- [Objective]: Copy out the data below unchanged, from its first line down to and including the line that contains "<point>190,222</point>".
╭─ Extracted data
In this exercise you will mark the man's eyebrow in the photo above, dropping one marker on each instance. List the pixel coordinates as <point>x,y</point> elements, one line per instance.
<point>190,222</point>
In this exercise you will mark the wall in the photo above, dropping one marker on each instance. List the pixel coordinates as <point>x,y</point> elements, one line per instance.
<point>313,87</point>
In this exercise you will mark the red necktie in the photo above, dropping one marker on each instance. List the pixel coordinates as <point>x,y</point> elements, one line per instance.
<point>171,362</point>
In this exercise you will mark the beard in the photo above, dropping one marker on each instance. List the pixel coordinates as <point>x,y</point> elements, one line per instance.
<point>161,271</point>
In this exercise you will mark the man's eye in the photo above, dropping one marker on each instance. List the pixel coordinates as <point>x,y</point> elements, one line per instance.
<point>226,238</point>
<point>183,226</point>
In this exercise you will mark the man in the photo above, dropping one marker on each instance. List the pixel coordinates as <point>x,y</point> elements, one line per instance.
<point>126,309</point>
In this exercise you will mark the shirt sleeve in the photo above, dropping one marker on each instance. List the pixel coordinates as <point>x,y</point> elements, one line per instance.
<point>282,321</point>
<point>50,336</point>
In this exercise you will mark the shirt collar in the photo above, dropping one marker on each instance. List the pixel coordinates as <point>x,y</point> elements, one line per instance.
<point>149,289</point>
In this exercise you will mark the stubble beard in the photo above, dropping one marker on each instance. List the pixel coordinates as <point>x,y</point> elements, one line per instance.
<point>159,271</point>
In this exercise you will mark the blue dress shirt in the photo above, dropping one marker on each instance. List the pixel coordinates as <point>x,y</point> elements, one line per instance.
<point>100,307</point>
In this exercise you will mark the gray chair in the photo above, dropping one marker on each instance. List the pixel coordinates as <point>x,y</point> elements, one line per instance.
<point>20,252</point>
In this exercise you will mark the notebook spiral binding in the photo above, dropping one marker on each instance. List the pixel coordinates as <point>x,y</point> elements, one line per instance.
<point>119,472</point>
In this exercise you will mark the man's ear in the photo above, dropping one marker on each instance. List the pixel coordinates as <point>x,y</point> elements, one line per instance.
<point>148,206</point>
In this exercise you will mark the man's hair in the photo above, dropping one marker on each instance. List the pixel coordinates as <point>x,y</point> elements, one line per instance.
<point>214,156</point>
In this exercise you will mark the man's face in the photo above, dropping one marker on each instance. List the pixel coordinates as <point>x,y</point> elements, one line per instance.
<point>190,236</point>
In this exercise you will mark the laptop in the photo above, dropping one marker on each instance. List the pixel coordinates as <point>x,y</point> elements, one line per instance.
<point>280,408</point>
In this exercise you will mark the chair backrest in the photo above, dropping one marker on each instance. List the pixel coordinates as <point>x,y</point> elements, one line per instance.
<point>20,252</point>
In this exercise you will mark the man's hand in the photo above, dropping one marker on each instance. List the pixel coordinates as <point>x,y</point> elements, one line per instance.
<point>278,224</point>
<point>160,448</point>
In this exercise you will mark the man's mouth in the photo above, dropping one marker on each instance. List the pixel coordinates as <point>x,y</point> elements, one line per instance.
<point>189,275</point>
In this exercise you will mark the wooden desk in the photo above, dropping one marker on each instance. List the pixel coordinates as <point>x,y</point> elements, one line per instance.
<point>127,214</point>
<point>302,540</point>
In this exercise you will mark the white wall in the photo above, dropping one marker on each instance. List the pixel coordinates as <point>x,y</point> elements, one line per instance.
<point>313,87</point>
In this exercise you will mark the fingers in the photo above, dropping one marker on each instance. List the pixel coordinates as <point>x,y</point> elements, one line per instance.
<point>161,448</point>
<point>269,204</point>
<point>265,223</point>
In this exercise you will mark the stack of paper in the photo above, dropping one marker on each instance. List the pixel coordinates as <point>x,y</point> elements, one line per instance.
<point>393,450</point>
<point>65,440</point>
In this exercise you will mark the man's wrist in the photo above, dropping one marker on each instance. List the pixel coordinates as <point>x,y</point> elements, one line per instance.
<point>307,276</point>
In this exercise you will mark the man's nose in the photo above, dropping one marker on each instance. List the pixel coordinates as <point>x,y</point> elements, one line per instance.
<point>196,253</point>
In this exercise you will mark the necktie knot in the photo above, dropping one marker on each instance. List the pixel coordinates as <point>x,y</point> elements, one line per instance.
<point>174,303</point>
╰─
- [In response]:
In this exercise you will mark the man's eyebrow in the photo above, dropping one marker on each instance. List the pixel coordinates as <point>x,y</point> elements, one line per instance.
<point>190,222</point>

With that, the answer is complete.